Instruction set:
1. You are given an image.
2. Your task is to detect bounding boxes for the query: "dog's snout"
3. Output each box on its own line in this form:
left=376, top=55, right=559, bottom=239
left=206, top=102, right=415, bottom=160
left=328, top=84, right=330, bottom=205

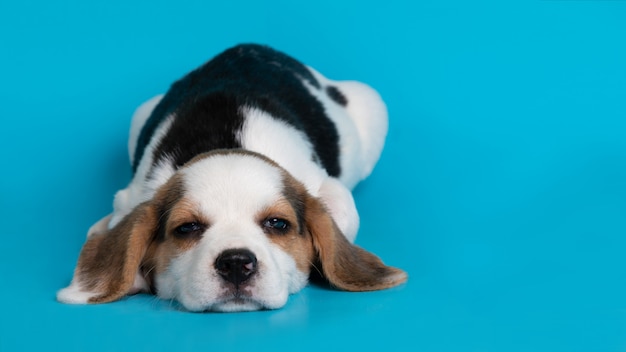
left=215, top=249, right=257, bottom=285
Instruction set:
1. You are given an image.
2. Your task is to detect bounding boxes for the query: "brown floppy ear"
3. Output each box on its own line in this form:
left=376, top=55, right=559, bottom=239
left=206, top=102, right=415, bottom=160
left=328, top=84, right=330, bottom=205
left=305, top=197, right=407, bottom=291
left=57, top=202, right=158, bottom=304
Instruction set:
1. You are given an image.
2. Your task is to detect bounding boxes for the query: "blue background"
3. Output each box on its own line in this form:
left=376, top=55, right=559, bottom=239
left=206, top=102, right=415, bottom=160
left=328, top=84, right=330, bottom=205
left=0, top=0, right=626, bottom=351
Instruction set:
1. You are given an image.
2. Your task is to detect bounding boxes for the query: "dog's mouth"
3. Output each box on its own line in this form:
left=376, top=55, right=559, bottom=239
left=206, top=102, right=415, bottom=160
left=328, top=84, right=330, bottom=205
left=206, top=295, right=265, bottom=312
left=202, top=287, right=265, bottom=312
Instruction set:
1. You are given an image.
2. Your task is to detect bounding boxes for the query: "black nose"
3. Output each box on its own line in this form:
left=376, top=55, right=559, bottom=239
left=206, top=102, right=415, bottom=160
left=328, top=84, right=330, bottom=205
left=215, top=249, right=257, bottom=285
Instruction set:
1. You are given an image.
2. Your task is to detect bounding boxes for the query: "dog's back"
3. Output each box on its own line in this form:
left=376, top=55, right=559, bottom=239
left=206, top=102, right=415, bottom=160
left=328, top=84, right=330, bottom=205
left=133, top=45, right=347, bottom=177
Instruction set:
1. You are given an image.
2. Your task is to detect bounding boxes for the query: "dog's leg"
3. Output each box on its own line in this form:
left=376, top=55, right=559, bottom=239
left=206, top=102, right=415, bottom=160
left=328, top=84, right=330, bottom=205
left=334, top=81, right=388, bottom=180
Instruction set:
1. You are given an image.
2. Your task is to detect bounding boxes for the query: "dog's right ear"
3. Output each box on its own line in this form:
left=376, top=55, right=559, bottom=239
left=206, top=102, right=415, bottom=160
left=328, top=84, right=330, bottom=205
left=57, top=201, right=159, bottom=304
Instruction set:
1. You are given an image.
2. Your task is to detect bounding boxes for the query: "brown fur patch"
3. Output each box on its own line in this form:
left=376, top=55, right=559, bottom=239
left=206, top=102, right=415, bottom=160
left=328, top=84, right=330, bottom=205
left=306, top=187, right=407, bottom=291
left=257, top=199, right=313, bottom=273
left=74, top=176, right=183, bottom=303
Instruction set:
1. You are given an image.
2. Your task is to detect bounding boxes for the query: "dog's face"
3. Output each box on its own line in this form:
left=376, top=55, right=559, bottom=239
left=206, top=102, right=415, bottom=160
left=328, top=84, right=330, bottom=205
left=59, top=151, right=406, bottom=311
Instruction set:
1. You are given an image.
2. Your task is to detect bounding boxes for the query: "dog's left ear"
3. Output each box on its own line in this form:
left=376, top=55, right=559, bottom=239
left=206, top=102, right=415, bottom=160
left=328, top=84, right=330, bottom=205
left=57, top=201, right=158, bottom=304
left=305, top=197, right=407, bottom=291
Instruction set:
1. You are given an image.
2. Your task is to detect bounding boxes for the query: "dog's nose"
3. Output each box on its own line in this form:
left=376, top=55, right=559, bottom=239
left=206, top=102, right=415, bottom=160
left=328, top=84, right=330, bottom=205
left=215, top=249, right=257, bottom=285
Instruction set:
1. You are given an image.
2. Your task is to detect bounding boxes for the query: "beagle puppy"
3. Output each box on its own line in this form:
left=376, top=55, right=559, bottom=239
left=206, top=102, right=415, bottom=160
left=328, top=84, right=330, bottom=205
left=57, top=44, right=407, bottom=311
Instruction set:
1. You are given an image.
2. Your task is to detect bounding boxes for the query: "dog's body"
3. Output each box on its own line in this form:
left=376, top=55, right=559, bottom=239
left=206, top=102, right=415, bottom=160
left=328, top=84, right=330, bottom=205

Task brief.
Rewrite the rows above as a numbered list, from the first line through the line with "left=202, top=287, right=265, bottom=312", both included. Skip blank lines and leave out the pictures.

Complete output.
1. Instruction set:
2. 1. You are given an image.
3. 2. Your task is to detect bounding boxes for the query: "dog's snout"
4. 3. Output each box on its own line in this form:
5. left=376, top=55, right=559, bottom=239
6. left=206, top=102, right=415, bottom=160
7. left=328, top=84, right=330, bottom=205
8. left=215, top=249, right=257, bottom=285
9. Instruction set:
10. 1. You are given an image.
11. 2. Your task is to detect bounding boxes for the query: "brown floppy ear"
12. 3. Output each box on its own line in this form:
13. left=376, top=55, right=559, bottom=239
14. left=206, top=102, right=415, bottom=160
15. left=328, top=84, right=330, bottom=205
16. left=305, top=197, right=407, bottom=291
17. left=57, top=202, right=158, bottom=304
18. Instruction set:
19. 1. You are given an image.
20. 2. Your task is to detect bounding boxes for the query: "blue background"
21. 3. Output each box on its own line in this form:
22. left=376, top=55, right=559, bottom=239
23. left=206, top=102, right=415, bottom=160
24. left=328, top=84, right=330, bottom=205
25. left=0, top=0, right=626, bottom=351
26. Instruction set:
27. 1. You are given an image.
28. 2. Your task is to detect bounding boxes for the query: "dog's mouth"
29. 3. Output each box on its own line in this form:
30. left=376, top=55, right=559, bottom=239
31. left=206, top=102, right=415, bottom=160
32. left=328, top=84, right=330, bottom=205
33. left=206, top=295, right=265, bottom=312
34. left=202, top=287, right=265, bottom=312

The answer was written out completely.